Copy the data below exactly, starting at its first line and ending at the line that contains "POLYGON ((20 155, 16", with both of those lines included.

╭──

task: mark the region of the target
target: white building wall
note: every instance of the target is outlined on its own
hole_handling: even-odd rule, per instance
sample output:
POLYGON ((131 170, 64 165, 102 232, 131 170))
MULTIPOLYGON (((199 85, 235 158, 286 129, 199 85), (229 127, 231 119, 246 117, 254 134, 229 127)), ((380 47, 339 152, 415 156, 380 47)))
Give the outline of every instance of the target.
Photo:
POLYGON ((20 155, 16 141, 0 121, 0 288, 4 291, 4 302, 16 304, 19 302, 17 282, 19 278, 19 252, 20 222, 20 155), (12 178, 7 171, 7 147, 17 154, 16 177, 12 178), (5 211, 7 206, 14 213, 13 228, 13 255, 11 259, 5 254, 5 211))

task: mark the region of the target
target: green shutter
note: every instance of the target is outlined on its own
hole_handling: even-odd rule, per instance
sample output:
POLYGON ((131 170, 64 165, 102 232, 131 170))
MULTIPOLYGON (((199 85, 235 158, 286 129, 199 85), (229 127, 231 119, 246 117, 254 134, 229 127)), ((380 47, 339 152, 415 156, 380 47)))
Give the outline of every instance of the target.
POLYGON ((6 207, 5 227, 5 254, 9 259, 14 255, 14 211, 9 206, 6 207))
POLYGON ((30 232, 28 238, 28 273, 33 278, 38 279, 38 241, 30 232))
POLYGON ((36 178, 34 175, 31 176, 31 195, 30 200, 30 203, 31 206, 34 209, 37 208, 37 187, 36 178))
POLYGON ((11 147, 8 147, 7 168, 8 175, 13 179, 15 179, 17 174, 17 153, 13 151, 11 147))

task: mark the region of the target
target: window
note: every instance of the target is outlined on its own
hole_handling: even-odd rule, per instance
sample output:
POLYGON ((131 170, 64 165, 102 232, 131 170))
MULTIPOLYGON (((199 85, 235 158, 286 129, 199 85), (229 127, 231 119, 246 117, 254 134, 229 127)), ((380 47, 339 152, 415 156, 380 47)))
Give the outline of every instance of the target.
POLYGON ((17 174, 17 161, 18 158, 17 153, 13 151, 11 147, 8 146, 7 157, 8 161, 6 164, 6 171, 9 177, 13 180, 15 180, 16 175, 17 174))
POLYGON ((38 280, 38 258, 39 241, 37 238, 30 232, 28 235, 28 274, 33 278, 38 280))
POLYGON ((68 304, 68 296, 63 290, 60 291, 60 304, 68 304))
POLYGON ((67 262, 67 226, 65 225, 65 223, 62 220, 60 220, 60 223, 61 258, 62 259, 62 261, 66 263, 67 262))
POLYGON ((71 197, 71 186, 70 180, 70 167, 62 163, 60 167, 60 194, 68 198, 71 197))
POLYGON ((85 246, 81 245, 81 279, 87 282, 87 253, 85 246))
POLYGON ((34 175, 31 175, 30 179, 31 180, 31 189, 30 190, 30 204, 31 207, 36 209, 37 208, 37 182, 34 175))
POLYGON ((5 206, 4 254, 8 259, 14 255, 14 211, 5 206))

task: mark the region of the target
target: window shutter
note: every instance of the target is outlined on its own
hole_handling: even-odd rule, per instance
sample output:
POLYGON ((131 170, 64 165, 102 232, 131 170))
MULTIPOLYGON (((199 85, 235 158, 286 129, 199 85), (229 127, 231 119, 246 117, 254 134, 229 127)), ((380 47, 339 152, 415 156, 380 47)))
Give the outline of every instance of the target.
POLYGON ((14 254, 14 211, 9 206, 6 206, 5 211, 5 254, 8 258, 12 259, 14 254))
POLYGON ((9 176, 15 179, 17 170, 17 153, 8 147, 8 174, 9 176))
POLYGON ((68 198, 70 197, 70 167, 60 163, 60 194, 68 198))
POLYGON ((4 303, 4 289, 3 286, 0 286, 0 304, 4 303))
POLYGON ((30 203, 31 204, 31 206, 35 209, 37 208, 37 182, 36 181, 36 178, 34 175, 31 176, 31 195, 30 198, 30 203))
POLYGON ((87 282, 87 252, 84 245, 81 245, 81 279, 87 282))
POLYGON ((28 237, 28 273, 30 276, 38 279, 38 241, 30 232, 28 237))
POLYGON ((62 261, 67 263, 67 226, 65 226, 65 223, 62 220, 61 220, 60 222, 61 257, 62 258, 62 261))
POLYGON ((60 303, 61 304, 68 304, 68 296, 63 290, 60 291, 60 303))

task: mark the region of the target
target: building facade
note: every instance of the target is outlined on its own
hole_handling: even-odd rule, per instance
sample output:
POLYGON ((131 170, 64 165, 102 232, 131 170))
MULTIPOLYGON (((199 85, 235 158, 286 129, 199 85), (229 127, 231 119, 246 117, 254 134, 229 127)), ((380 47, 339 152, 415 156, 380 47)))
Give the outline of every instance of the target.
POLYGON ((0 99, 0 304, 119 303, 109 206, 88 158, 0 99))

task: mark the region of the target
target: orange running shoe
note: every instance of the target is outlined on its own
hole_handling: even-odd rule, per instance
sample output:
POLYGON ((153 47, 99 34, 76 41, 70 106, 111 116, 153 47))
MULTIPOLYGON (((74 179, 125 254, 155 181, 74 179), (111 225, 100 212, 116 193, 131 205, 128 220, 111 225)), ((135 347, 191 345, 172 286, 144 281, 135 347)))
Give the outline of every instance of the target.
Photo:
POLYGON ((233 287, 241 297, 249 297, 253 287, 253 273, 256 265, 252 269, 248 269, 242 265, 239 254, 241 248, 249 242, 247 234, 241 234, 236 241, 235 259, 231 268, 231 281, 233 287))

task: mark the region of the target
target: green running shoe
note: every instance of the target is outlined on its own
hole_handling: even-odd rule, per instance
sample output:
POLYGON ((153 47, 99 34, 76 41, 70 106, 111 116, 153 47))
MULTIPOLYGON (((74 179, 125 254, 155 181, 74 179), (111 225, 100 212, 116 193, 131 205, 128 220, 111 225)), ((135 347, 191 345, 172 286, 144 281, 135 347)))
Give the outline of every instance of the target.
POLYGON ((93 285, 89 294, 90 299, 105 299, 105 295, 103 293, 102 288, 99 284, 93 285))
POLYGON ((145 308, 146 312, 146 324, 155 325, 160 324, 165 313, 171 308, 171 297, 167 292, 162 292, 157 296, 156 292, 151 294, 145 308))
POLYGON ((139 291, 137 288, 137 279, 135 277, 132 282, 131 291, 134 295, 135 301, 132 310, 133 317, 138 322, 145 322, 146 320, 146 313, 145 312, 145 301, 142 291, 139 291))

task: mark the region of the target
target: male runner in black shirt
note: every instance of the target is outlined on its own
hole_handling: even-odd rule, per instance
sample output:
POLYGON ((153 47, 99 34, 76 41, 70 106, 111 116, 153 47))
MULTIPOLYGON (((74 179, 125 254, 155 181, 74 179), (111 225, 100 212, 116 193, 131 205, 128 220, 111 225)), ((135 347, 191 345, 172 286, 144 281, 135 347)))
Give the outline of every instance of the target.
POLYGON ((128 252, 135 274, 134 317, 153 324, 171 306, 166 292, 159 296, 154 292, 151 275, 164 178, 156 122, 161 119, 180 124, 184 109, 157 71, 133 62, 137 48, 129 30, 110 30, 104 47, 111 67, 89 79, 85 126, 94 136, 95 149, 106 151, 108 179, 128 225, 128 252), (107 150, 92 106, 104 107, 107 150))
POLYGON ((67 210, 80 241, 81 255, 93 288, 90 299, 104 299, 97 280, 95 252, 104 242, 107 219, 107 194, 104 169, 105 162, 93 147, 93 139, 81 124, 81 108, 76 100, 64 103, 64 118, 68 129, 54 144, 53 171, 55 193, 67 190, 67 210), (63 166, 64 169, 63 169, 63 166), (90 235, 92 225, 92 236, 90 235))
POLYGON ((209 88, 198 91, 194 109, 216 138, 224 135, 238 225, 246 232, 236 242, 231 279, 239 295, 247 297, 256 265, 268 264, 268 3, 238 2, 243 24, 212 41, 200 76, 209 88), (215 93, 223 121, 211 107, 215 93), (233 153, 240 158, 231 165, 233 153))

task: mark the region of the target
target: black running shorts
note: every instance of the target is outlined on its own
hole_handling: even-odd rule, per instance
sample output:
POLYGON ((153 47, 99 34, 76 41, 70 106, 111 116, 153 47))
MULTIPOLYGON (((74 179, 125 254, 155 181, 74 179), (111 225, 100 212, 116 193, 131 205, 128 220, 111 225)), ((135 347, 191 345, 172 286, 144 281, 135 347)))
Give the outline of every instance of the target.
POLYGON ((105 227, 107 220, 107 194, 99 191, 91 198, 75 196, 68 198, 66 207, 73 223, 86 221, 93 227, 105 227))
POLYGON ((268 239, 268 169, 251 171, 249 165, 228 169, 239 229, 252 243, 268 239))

╰──

Written solution:
task: mark the region of the target
target: white building wall
note: every instance of the target is outlined on its own
hole_handling: even-odd rule, per instance
sample output:
POLYGON ((131 170, 64 165, 102 232, 131 170))
MULTIPOLYGON (((199 85, 235 158, 286 129, 199 85), (229 127, 231 119, 246 117, 254 134, 229 127)), ((380 47, 339 152, 415 156, 380 47)))
Give the outline of every instance of the target.
Photo:
POLYGON ((20 155, 16 141, 0 121, 0 288, 4 291, 4 302, 16 304, 19 302, 17 282, 19 278, 19 252, 20 222, 20 155), (12 178, 7 171, 7 147, 17 154, 16 177, 12 178), (5 211, 7 206, 14 213, 13 228, 13 255, 11 259, 5 254, 5 211))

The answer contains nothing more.